[Tugas yang Dikerjakan]
(a) Tentukan apakah pernyataan berikut sesuai dengan teks tentang pengendalian diri, lalu jawab ya atau tidak untuk masing-masing dengan mengutip persis kata-kata teks yang menjadi penentunya. (i) Rasulullah SAW. sedang duduk di sisi Abu Bakar RA saat laki-laki itu mencaci-makinya. (ii) Rasulullah SAW. segera menegur laki-laki yang mencaci-maki Abu Bakar RA. (iii) Rasulullah SAW. marah ketika Abu Bakar RA membalas cacian itu.
(b) Ulangi dengan persis bagian teks tentang pengendalian diri yang dimulai pada "PENGENDALIAN DIRI" dan berakhir pada "t.t. : I: 259-260).".

[Teks Hasil Ekstraksi]
------------------------------

Jumat, Mei 29, 2009

PENGENDALIAN DIRI

Suatu hari, ada seorang laki-laki yang mencaci-maki Abu Bakar ash-Shiddiq RA, sahabat dan mertua Rasulullah SAW. Saat itu Rasulullah SAW. sedang duduk berada di sisinya. Melihat cacian tersebut, Rasulullah SAW. heran dan diam saja. Tak tahan oleh cacian itu, Abu Bakar RA segera membalasnya. Melihat hal itu, Rasulullah SAW. menjadi marah dan berdiri menghadapi Abu Bakar RA. Abu Bakar RA membela diri, “Wahai Rasulullah, dia mencaci-maki diriku, sementara Anda duduk di sampingku, mengapa Anda marah dan menghadapiku saat aku handak membalas caci-makinya”. Rasulullah SAW. menjawab,”Sesungguhnya ada satu malaikat yang hendak membalasnya. Namun, ketika kamu hendak membalas cacimakinya, ada syetan yang datang. Aku sekali-kali tidak akan pernah duduk bersama syetan” (Ibnu Hamzah al-Husayni, t.t. : I: 259-260).

------------------------------

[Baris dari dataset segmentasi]

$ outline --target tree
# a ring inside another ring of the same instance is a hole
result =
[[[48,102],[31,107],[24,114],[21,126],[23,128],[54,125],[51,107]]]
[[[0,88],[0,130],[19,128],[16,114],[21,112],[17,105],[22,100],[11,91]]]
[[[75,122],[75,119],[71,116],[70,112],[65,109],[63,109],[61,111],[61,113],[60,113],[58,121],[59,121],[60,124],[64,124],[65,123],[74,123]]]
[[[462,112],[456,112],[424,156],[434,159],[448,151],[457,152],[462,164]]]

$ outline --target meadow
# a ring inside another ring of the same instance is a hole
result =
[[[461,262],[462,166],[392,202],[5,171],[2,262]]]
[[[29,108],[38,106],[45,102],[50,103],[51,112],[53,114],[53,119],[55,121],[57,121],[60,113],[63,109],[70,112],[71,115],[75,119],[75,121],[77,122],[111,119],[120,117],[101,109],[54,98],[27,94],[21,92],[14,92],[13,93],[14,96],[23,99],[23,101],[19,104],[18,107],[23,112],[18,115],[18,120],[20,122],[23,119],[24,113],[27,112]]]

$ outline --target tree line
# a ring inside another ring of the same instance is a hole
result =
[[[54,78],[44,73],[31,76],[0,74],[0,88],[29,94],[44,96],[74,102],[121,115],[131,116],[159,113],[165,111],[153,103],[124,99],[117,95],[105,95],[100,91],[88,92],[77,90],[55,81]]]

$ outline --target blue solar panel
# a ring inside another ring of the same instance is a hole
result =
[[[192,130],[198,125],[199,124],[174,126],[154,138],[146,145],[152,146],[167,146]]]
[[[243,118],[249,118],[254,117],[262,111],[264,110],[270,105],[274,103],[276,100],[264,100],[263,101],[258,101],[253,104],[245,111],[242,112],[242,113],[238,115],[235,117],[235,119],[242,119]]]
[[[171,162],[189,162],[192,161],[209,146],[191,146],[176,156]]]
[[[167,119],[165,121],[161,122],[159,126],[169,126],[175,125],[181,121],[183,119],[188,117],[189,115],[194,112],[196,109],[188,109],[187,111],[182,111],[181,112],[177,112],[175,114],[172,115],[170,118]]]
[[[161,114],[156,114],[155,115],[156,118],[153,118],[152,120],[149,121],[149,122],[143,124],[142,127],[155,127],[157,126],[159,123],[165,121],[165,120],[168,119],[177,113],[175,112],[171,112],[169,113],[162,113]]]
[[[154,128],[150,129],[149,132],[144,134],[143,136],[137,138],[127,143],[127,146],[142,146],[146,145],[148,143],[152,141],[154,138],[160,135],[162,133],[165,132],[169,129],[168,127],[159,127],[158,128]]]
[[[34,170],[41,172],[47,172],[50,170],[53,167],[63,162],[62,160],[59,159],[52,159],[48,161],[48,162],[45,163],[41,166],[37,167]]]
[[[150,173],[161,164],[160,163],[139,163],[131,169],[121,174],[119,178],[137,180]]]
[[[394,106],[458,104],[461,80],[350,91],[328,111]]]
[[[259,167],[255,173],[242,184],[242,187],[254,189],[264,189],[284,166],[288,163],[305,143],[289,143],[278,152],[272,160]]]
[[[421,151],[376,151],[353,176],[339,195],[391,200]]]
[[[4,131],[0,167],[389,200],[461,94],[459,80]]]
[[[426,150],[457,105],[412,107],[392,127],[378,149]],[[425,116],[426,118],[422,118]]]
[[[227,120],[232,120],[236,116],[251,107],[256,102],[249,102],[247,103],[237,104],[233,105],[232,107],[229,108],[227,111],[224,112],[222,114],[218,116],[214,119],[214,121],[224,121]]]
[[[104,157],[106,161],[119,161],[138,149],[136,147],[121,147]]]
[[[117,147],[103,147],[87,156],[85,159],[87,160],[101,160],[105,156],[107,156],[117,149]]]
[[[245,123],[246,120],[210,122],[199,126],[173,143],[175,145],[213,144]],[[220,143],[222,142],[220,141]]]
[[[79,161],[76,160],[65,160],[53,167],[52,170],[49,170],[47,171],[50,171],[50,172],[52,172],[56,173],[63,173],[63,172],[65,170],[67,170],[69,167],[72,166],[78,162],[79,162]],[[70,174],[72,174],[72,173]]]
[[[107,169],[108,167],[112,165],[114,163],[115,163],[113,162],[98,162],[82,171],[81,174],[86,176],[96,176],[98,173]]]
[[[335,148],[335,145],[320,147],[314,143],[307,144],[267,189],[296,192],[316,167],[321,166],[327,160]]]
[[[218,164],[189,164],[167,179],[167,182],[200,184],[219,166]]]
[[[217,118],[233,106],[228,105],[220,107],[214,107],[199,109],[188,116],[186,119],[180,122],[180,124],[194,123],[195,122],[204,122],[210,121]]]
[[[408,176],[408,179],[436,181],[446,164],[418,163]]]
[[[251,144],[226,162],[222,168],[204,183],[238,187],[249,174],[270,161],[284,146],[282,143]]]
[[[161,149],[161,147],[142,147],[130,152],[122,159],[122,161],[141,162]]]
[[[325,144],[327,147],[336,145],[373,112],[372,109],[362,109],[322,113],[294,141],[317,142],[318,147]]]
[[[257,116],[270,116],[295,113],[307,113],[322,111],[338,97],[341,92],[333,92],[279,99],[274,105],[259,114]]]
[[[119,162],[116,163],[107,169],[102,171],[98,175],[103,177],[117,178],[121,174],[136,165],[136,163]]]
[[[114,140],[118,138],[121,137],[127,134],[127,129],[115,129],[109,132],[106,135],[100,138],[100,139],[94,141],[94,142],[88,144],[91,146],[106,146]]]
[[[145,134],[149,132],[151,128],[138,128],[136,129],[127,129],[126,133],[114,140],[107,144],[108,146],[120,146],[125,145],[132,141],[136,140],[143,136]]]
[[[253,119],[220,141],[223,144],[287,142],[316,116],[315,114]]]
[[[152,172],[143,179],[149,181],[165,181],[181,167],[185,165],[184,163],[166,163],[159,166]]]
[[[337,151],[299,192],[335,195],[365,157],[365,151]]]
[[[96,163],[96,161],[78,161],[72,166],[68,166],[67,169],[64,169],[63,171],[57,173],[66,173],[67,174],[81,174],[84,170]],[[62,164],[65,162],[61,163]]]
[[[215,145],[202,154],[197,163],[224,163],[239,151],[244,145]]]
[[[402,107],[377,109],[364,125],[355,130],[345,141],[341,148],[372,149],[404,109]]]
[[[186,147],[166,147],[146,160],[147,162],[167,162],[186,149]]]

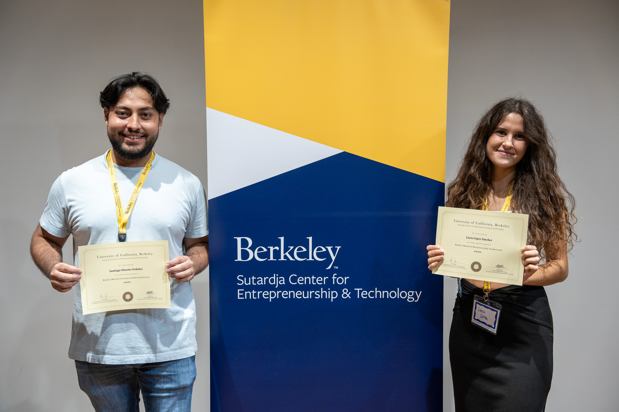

------------------------------

[Jawaban Setiap Tugas]
(a)
(i) Ya: "Saat itu Rasulullah SAW. sedang duduk berada di sisinya."
(ii) Tidak: "Rasulullah SAW. heran dan diam saja."
(iii) Ya: "Melihat hal itu, Rasulullah SAW. menjadi marah dan berdiri menghadapi Abu Bakar RA."

(b)
PENGENDALIAN DIRI

Suatu hari, ada seorang laki-laki yang mencaci-maki Abu Bakar ash-Shiddiq RA, sahabat dan mertua Rasulullah SAW. Saat itu Rasulullah SAW. sedang duduk berada di sisinya. Melihat cacian tersebut, Rasulullah SAW. heran dan diam saja. Tak tahan oleh cacian itu, Abu Bakar RA segera membalasnya. Melihat hal itu, Rasulullah SAW. menjadi marah dan berdiri menghadapi Abu Bakar RA. Abu Bakar RA membela diri, “Wahai Rasulullah, dia mencaci-maki diriku, sementara Anda duduk di sampingku, mengapa Anda marah dan menghadapiku saat aku handak membalas caci-makinya”. Rasulullah SAW. menjawab,”Sesungguhnya ada satu malaikat yang hendak membalasnya. Namun, ketika kamu hendak membalas cacimakinya, ada syetan yang datang. Aku sekali-kali tidak akan pernah duduk bersama syetan” (Ibnu Hamzah al-Husayni, t.t. : I: 259-260).